## [YOUR TASK]
Could you put the listing below into a two-column CSV with the headers instruction and points, one row per instruction with its answer in the points column, each field quoted and line breaks replaced by spaces? Cover the whole listing and leave the pictures out.

^^^^^^^^^^^^^^^^

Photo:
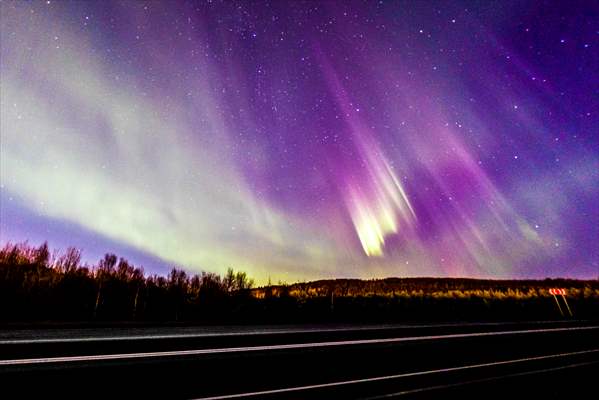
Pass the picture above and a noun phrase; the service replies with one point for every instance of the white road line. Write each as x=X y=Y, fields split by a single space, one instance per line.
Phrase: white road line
x=490 y=379
x=255 y=333
x=125 y=356
x=389 y=377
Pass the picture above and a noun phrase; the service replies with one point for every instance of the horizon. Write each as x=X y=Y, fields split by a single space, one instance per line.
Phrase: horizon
x=304 y=141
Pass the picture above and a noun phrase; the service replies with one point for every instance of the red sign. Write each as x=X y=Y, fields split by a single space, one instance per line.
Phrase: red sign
x=556 y=291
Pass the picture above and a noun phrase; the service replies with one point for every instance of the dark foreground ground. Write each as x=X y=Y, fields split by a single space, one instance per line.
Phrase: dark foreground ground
x=490 y=360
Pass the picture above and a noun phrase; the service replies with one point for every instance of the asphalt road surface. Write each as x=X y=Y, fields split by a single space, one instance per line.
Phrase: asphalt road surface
x=540 y=359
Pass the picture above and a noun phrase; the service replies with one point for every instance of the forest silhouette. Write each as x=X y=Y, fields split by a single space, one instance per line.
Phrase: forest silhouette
x=39 y=286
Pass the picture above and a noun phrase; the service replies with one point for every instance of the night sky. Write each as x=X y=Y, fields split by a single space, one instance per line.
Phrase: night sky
x=305 y=140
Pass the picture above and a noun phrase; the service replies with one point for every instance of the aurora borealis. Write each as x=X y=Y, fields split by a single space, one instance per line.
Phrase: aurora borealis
x=304 y=140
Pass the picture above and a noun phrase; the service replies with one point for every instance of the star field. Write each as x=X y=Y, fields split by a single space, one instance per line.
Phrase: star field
x=304 y=140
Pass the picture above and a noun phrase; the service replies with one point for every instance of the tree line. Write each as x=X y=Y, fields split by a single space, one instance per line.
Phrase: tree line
x=37 y=285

^^^^^^^^^^^^^^^^

## [WRITTEN SOLUTION]
instruction,points
"Photo: Pass the picture above and a noun phrase; the service replies with one point for every instance of the white road line. Write each as x=X y=Y, fields split by a single space, one instance per line. Phrase: white road line","x=490 y=379 x=255 y=333 x=125 y=356 x=389 y=377"
"Pass the picture above and a noun phrase; the service replies with one point for every instance of the horizon. Write each as x=X y=Y, fields split by a single space, one instance per line. Phrase: horizon","x=304 y=141"
"Pass the picture above and a noun phrase; the service replies with one point for every instance of the red sign. Write each as x=X y=Y, fields split by a single space, one instance per line. Phrase: red sign","x=556 y=291"
"Pass the picture above and a noun phrase; the service replies with one point for every instance of the dark foreground ground. Write each as x=X y=Y, fields split by a single space, one instance per line. Phrase: dark foreground ground","x=490 y=360"
"Pass the picture above and a noun phrase; the service replies with one point for every instance of the asphalt road surface. Write each as x=X y=Y, fields split by a single space, one instance per line. Phrase: asphalt road surface","x=540 y=359"
"Pass the picture above and a noun phrase; the service replies with one point for every instance of the forest silhouette. Write each as x=X y=Y, fields split by a single space, one instance per line. Phrase: forest silhouette","x=39 y=286"
"Pass the picture above and a noun phrase; the service replies with one point for every instance of the night sky. Write each as x=X y=Y, fields split by a single space, one instance per line. Phrase: night sky","x=305 y=140"
"Pass the picture above and a noun phrase; the service replies with one point for every instance of the aurora borealis. Write each as x=X y=Y, fields split by a single space, one instance per line. Phrase: aurora borealis","x=304 y=140"
"Pass the picture above and a noun phrase; the service replies with one point for every instance of the star field. Write each as x=X y=Y, fields split by a single space, one instance per line. Phrase: star field","x=304 y=140"
"Pass the picture above and a noun phrase; the service replies with one point for every instance of the tree line. Write each as x=X y=Y, fields split by a single space, one instance per line. Phrase: tree line","x=37 y=285"